Biochemists at the University of California San Diego have uncovered patterns in the outer protein coat of group A Streptococcus that could finally lead to a vaccine against this highly infectious bacteria—responsible for more than 500,000 deaths a year, including toxic shock syndrome and necrotizing fasciitis or “flesh-eating disease.”
In a paper published in this week’s issue of Nature Microbiology, the researchers report that they had uncovered “hidden sequence patterns in the major surface protein and virulence factor” of group A Strep, called the M protein, that limit the body’s immune response against these bacteria.
“At present, there is no vaccine against group A Strep, and our discovery of hidden sequence patterns has offered up a novel way to devise such a vaccine,” said Partho Ghosh, chair of UC San Diego’s Department of Chemistry and Biochemistry, who headed the team of researchers.
Ghosh said that one of the biggest obstacles to the development of a vaccine against these bacteria is the “hyper-variability” of the M protein. Group A Streptococcus bacteria have a multitude of different strains, each of which displays a different protein on its surface. Because our immune systems must recognize these different proteins before launching an immune response with antibodies specific to the outer protein coat, the hyper-variability of the M proteins make it difficult for our immune systems to attach antibodies specific to each these proteins from different strains.
“When we become infected with a particular strain of group A Strep, we generally mount an immune response against the particular M protein displayed by that strain,” explains Ghosh. “But this immunity works only against the infecting strain. We remain vulnerable to infection by other group A Strep strains that display other types of M proteins on their surfaces. This is because the antibody response against the M protein is almost always specific to the sequence of that M protein, and M proteins of different types appear to be unrelated in sequence to one another.”
The key to resolving the problem was the recognition that a human protein called C4BP had been discovered by another group of researchers to be recruited to the surface of Group A Strep by many different protein types.
“This was a puzzle, because the antibody response is specific and limited to a single M protein type, while C4BP binds a broad variety of M protein types, perhaps up to 90 percent of them,” said Ghosh. “Group A Strep brings C4BP to its surface to dampen the immune response. We wanted to combat this recruitment by blocking the interaction between M proteins and C4BP, but equally as importantly, we wanted to take advantage of the broad recruitment of C4BP by M proteins that would pave a path to the development of a vaccine.”
To determine if this was possible, a graduate student in Ghosh’s lab, Cosmo Buffalo, collaborated with another graduate student, Sophia Hirakis, in the laboratory of Rommie Amaro, a professor of chemistry and biochemistry who uses computers to study protein structures, to first study the complex interactions between M protein and C4BP.
“This allowed us to understand some detailed features of the interaction,” said Ghosh.
The research team, which also included an undergraduate researcher, Adrian Bahn-Suh, collaborated extensively with Victor Nizet, an expert in infectious diseases who is a professor at UC San Diego’s School of Medicine and Skaggs School of Pharmacy and Pharmaceutical Sciences.
In their experimental and computational study, the biochemists painstakingly detailed four crystal structures of four different M protein types, each bound to human C4BP.
“These structures revealed that even though the different M protein types appeared to be unrelated in sequence, there were common sequence patterns hidden within the differences that linked all these M proteins together,” said Ghosh. “These common patterns are what is used to recruit C4BP to the surface of group A Strep by the different M protein types.”
“The idea now is to have antibodies do the same thing as C4BP — that is, recognize many different M protein types,” he added. “That way, the antibody response will not be limited to one M protein type and one strain of group A Strep, but will extend to most, if not all, M protein types and most, if not all strains, of group A Strep.”
The UC San Diego chemists, in collaboration with Nizet, are now working on developing a vaccine that, they hope, will be protective against most, if not all, strains of group A Strep.
The study was funded by grants from the National Institutes of Health (T32 GM007240, R01 AI096837, R01 AI077780), National Biomedical Computation Resource (P41 GM103426), NIH Director’s New Innovator Award Program (DP2-OD007237) and a National Science Foundation XSEDE Supercomputer Resources grant (RAC CHE060073N).

**THE TASK:** Revise the group A Strep article from "The research team, which" up to and including "to human C4BP.", replacing "undergraduate researcher" with "undergraduate student". The entries have no connection to the group A Strep article.

**DATASET ENTRIES:**
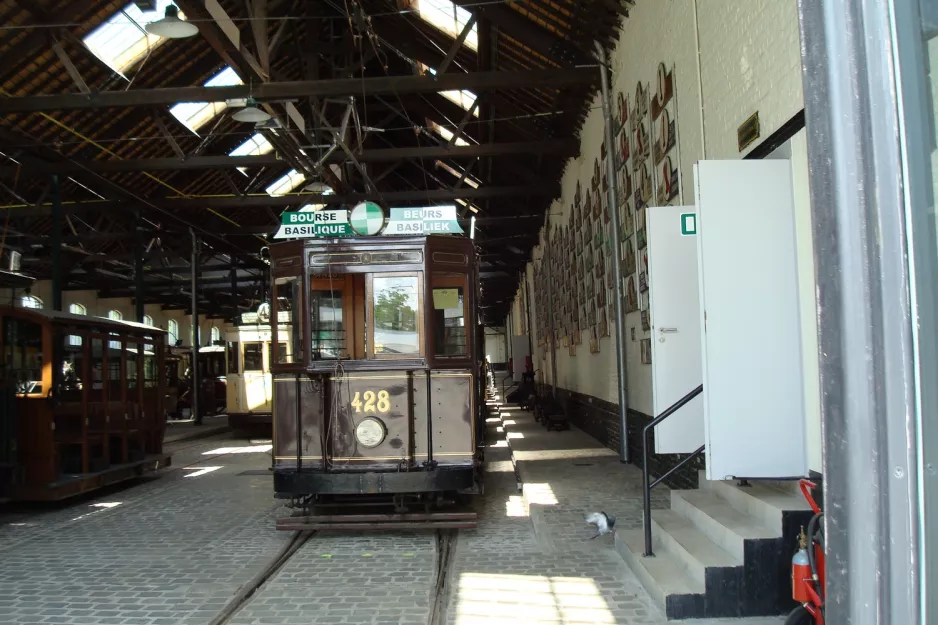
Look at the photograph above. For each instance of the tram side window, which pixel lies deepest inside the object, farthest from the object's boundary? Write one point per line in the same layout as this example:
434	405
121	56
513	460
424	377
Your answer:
97	369
132	361
233	357
253	357
150	367
449	314
22	353
396	311
115	379
288	291
71	371
328	325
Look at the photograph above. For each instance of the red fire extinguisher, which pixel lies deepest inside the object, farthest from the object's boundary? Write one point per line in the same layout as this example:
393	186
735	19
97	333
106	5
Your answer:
807	568
801	571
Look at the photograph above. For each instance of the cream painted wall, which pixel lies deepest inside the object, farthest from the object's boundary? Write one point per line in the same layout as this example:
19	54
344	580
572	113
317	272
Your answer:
100	307
749	60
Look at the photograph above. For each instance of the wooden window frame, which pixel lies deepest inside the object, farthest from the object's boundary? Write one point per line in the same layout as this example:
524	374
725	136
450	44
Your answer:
370	315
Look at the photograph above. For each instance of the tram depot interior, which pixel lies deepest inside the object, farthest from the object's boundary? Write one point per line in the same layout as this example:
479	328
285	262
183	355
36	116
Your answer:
365	311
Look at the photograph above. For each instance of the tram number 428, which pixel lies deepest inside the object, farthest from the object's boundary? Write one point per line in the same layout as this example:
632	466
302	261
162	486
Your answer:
369	401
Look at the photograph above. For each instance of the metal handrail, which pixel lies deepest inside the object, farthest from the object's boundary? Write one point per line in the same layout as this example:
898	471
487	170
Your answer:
646	486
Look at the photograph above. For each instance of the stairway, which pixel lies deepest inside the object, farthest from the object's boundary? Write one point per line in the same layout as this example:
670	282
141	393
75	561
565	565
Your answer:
723	550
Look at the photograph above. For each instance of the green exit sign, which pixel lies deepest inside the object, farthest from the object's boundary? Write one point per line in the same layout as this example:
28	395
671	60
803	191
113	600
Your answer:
688	224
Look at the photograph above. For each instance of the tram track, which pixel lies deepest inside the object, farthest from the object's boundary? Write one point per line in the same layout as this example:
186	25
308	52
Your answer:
445	552
446	549
247	590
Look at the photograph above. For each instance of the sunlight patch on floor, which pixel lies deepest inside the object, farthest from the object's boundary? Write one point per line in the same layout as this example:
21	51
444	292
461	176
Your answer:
514	506
490	599
197	471
541	494
252	449
99	507
564	454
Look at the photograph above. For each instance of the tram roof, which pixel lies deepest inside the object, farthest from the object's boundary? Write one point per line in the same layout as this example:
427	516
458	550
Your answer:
58	315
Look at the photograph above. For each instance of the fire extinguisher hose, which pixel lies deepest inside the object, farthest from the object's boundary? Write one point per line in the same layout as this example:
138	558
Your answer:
815	534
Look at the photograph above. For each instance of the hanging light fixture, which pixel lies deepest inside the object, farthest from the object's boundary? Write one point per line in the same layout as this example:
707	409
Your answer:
171	26
250	113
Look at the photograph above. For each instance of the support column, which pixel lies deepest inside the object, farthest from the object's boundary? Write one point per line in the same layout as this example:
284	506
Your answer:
139	291
56	244
233	276
196	412
621	370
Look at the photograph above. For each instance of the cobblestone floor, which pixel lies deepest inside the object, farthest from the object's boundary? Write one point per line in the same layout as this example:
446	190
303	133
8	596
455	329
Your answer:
168	550
531	560
173	549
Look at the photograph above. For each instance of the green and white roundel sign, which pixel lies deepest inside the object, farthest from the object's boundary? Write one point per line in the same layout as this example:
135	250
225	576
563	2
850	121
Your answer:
367	218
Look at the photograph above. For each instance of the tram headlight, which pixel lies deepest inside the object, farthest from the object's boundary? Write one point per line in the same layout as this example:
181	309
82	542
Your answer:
370	432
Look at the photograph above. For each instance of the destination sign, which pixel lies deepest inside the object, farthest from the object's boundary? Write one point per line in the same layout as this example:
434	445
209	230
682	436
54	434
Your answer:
325	223
367	221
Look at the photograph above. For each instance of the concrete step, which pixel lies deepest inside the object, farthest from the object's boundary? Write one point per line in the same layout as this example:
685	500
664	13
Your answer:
763	501
680	538
720	522
663	575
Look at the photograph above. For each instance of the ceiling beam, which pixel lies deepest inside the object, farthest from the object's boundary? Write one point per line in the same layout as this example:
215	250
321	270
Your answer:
260	201
382	85
565	148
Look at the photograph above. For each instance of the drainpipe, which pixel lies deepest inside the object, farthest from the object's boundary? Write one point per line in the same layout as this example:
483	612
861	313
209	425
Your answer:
617	251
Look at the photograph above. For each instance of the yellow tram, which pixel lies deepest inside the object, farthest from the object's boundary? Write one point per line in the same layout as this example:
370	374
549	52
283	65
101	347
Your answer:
379	392
251	352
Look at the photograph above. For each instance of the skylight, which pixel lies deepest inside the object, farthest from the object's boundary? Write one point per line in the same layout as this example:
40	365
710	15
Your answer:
464	98
121	41
194	115
449	18
291	180
446	133
255	146
458	174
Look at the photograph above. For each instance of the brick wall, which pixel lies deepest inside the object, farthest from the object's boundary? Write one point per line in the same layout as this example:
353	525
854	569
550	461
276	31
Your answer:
749	60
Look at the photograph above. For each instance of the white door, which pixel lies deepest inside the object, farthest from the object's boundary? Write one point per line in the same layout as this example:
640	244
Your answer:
753	387
675	326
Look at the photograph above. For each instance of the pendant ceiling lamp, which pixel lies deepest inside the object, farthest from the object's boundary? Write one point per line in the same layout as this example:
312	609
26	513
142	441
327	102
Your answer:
250	113
171	26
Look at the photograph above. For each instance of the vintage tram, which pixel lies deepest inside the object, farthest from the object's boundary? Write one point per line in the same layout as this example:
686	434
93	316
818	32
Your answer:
82	401
252	350
177	370
379	393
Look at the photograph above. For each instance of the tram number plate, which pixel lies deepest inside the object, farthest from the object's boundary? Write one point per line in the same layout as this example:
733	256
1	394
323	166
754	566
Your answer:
369	401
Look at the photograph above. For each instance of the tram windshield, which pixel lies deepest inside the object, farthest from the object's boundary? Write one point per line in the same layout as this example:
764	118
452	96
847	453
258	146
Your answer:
328	327
22	347
395	315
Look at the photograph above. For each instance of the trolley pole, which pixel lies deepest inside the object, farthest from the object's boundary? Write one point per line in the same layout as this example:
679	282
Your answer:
194	391
617	251
56	244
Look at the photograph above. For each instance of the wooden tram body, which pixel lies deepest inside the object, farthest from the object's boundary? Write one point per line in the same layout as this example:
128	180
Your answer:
86	396
178	378
381	394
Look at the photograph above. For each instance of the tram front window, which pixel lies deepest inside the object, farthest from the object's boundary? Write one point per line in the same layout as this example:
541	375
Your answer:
395	316
328	333
449	314
253	357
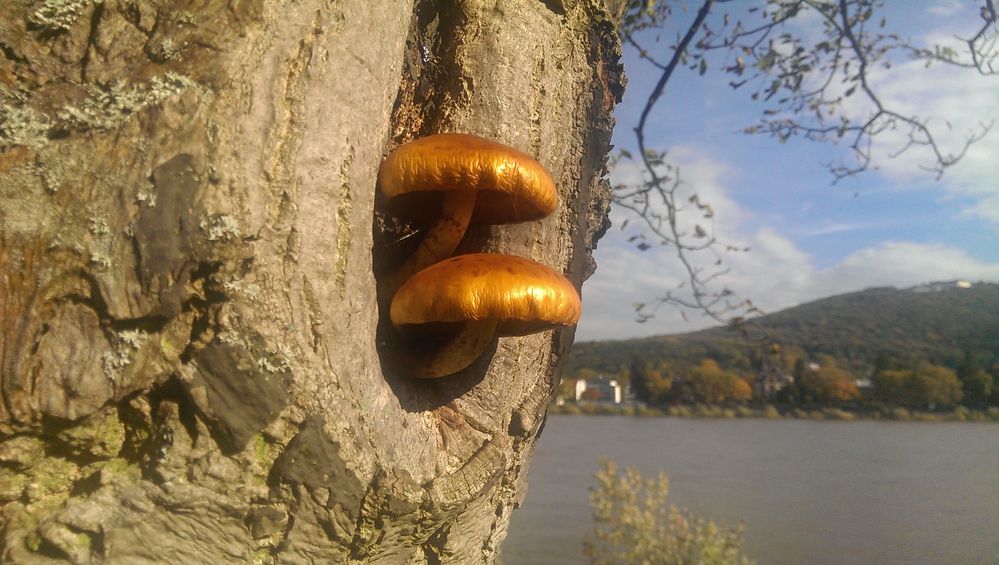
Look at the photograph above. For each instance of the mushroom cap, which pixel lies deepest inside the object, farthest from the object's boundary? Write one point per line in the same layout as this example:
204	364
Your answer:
522	295
512	185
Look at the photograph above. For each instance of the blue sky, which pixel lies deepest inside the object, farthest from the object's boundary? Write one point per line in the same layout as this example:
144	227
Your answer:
894	226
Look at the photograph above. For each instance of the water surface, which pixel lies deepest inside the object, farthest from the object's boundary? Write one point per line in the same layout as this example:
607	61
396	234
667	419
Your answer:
806	492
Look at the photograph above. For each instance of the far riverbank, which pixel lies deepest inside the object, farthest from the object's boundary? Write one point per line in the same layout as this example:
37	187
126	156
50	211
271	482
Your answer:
772	412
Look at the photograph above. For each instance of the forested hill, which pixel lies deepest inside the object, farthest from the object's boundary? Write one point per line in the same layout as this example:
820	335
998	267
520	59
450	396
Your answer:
939	323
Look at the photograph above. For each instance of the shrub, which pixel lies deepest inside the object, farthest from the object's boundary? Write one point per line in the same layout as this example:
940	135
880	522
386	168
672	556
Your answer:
634	524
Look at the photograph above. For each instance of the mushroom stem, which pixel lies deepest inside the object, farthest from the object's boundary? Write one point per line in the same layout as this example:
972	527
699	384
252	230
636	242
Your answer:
459	352
441	239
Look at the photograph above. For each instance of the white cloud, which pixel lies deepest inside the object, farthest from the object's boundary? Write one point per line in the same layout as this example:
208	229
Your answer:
776	274
955	103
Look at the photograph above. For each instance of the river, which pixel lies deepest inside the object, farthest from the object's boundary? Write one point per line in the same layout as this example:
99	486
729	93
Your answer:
807	492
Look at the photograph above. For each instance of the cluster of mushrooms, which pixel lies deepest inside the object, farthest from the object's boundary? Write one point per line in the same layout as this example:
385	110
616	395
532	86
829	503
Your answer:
449	309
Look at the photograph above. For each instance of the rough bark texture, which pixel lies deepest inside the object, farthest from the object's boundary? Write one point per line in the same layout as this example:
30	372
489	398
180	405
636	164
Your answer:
190	337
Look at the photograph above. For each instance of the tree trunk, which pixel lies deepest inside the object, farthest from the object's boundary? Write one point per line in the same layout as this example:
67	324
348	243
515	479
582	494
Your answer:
190	236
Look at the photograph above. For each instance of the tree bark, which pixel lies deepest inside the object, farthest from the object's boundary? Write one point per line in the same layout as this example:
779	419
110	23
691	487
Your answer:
190	338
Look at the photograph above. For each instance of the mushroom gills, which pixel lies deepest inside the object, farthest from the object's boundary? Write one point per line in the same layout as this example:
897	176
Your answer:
441	239
423	361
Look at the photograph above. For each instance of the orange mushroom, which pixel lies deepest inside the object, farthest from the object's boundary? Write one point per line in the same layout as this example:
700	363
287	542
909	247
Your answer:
466	301
495	183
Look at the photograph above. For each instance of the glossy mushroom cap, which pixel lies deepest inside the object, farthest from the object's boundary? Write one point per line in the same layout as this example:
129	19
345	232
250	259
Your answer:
522	295
512	186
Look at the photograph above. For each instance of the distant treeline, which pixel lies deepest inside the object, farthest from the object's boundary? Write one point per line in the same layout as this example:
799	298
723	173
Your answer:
912	348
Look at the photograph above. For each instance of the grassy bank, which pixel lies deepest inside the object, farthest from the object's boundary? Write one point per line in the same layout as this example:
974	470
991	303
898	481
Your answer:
959	414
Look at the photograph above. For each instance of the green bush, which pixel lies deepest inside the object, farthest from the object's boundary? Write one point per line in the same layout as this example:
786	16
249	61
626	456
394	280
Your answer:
634	524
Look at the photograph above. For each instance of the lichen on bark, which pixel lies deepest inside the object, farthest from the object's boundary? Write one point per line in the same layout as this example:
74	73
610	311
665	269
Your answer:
188	321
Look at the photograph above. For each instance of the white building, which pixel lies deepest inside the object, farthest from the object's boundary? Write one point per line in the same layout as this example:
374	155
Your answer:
608	390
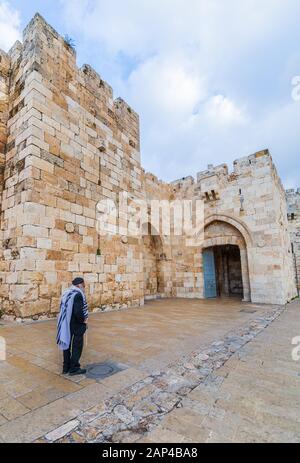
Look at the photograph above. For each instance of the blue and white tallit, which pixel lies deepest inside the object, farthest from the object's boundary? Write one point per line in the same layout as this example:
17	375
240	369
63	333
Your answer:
63	337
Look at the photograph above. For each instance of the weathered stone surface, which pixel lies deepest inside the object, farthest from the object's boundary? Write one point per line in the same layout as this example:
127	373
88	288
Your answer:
70	146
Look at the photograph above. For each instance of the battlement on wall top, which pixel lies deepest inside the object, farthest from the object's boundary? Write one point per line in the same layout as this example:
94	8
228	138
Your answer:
240	165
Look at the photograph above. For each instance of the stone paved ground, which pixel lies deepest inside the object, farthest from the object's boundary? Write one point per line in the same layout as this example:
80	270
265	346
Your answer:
199	371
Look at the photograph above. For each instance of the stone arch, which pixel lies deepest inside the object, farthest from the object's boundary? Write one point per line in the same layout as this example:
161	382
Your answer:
236	223
222	230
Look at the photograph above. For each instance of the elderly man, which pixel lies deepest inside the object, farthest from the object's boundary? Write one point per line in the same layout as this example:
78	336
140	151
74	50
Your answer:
71	326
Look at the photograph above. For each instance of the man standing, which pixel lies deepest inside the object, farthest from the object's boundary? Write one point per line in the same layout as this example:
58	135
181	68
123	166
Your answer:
71	326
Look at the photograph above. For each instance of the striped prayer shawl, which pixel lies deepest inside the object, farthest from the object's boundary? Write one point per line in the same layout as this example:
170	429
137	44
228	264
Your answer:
63	337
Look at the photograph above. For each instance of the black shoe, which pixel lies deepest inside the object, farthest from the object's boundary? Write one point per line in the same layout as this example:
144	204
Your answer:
79	371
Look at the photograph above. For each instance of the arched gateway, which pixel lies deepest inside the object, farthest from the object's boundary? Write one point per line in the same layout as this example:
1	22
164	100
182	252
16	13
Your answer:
225	258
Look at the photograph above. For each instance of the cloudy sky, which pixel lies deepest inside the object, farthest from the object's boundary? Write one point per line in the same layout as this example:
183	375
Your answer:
211	79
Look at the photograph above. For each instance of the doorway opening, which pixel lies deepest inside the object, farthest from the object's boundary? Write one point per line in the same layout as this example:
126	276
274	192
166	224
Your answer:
222	270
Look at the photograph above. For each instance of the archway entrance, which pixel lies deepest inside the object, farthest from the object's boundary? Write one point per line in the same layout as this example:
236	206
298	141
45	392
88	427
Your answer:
222	270
225	259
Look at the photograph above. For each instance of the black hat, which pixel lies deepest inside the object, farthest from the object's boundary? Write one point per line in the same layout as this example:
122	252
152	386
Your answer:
77	281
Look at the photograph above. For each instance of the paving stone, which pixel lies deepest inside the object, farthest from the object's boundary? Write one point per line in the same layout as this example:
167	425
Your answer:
60	432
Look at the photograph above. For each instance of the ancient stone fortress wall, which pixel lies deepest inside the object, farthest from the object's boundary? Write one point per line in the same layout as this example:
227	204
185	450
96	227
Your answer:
247	208
65	145
70	144
293	205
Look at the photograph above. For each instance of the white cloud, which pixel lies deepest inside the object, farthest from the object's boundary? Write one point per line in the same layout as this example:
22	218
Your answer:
9	26
211	79
222	110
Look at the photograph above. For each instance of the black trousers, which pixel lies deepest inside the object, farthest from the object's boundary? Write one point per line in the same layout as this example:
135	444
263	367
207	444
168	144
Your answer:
73	354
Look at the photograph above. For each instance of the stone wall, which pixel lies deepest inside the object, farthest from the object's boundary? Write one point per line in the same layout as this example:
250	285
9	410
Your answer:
251	199
65	145
70	145
293	203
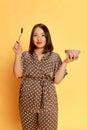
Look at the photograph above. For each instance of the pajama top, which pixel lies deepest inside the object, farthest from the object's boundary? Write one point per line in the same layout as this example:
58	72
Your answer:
37	91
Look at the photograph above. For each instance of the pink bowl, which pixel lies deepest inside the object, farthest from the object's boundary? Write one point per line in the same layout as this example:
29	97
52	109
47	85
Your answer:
74	52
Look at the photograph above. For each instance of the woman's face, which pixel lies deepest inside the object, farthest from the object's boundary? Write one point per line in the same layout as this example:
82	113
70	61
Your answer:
39	38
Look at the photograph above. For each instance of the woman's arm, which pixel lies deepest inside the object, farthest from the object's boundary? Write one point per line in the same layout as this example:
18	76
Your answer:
17	67
61	71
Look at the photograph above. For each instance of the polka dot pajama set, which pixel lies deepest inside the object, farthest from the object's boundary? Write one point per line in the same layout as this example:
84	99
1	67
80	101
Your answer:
37	98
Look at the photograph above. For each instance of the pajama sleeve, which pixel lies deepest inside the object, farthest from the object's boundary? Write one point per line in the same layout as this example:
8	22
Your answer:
58	63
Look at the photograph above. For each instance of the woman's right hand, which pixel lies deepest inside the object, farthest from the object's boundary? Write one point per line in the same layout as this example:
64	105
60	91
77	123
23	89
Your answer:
17	48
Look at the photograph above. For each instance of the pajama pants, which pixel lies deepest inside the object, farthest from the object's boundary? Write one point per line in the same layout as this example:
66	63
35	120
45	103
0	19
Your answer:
43	121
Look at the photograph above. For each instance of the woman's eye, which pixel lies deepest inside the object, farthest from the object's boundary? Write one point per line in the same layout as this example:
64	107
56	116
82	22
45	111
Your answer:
35	35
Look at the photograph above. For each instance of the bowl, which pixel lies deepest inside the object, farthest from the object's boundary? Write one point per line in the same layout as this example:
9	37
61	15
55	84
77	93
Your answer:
73	51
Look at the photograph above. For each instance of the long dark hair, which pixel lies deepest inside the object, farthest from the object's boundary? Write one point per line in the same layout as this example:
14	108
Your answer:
48	47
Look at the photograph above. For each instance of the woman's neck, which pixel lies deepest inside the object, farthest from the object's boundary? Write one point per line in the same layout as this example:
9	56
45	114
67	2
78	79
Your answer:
39	50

**SOLUTION TO THIS EXERCISE:**
The research team, which also included an undergraduate student, Adrian Bahn-Suh, collaborated extensively with Victor Nizet, an expert in infectious diseases who is a professor at UC San Diego’s School of Medicine and Skaggs School of Pharmacy and Pharmaceutical Sciences.
In their experimental and computational study, the biochemists painstakingly detailed four crystal structures of four different M protein types, each bound to human C4BP.